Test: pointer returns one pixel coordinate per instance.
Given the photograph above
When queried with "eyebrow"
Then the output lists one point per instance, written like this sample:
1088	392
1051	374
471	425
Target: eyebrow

□ □ □ □ □

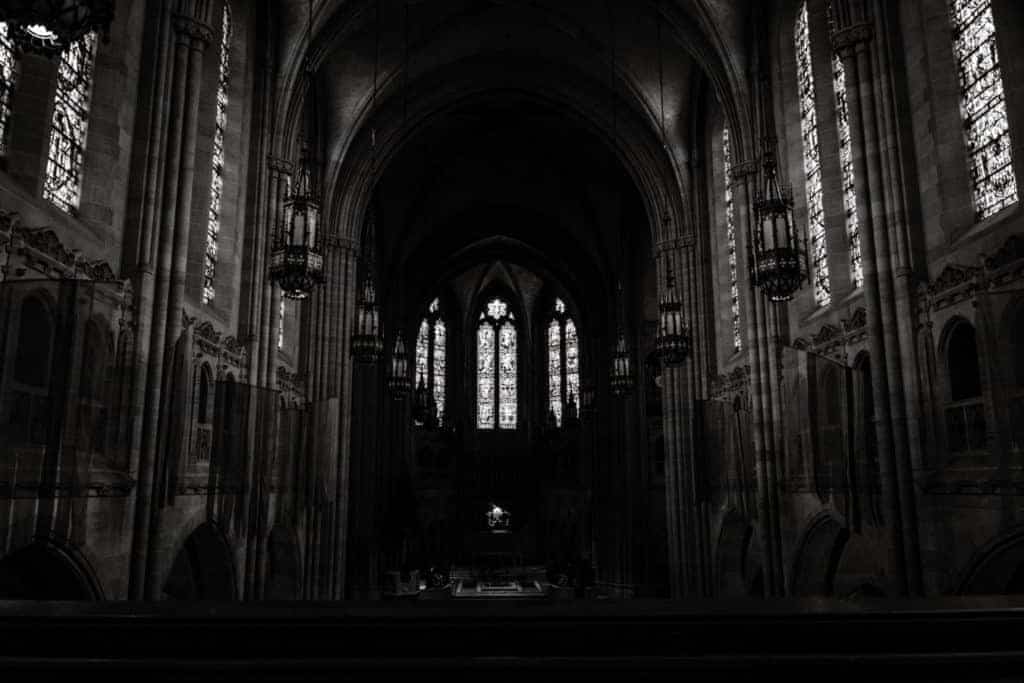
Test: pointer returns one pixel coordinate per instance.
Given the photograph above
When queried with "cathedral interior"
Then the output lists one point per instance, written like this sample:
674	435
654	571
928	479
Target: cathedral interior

□ □ □ □ □

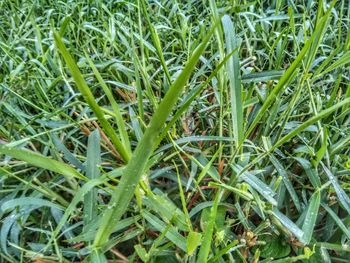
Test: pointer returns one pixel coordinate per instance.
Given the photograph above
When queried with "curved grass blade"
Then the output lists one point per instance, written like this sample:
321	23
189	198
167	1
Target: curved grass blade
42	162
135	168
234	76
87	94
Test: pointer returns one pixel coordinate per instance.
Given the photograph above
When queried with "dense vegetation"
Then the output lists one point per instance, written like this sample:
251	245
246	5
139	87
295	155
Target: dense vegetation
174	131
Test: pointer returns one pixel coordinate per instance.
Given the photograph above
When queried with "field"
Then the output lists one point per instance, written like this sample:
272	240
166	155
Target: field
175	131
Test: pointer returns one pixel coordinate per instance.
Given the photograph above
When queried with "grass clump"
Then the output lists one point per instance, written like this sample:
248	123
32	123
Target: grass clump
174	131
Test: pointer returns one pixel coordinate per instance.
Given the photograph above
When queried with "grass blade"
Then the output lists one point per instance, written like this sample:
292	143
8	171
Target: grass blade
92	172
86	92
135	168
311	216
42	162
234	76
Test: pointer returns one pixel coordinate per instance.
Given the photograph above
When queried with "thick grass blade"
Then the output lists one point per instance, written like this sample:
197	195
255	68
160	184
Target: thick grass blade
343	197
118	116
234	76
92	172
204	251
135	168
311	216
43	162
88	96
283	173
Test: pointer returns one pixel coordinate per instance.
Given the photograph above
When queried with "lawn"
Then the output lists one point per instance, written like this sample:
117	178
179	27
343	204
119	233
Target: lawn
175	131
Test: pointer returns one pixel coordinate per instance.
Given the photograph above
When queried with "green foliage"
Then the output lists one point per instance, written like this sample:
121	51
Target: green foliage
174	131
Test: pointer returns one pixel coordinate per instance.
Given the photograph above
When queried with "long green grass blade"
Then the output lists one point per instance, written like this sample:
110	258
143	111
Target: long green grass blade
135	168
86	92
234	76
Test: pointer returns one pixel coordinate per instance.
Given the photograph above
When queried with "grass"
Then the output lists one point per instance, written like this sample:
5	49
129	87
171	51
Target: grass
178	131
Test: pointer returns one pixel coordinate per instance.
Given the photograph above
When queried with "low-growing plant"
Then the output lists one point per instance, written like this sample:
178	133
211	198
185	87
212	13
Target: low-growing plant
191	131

□ □ □ □ □

Wherever the word "interior" appears in a line of the data above, copy that line.

TASK ANSWER:
When queried with "cathedral interior"
Target: cathedral interior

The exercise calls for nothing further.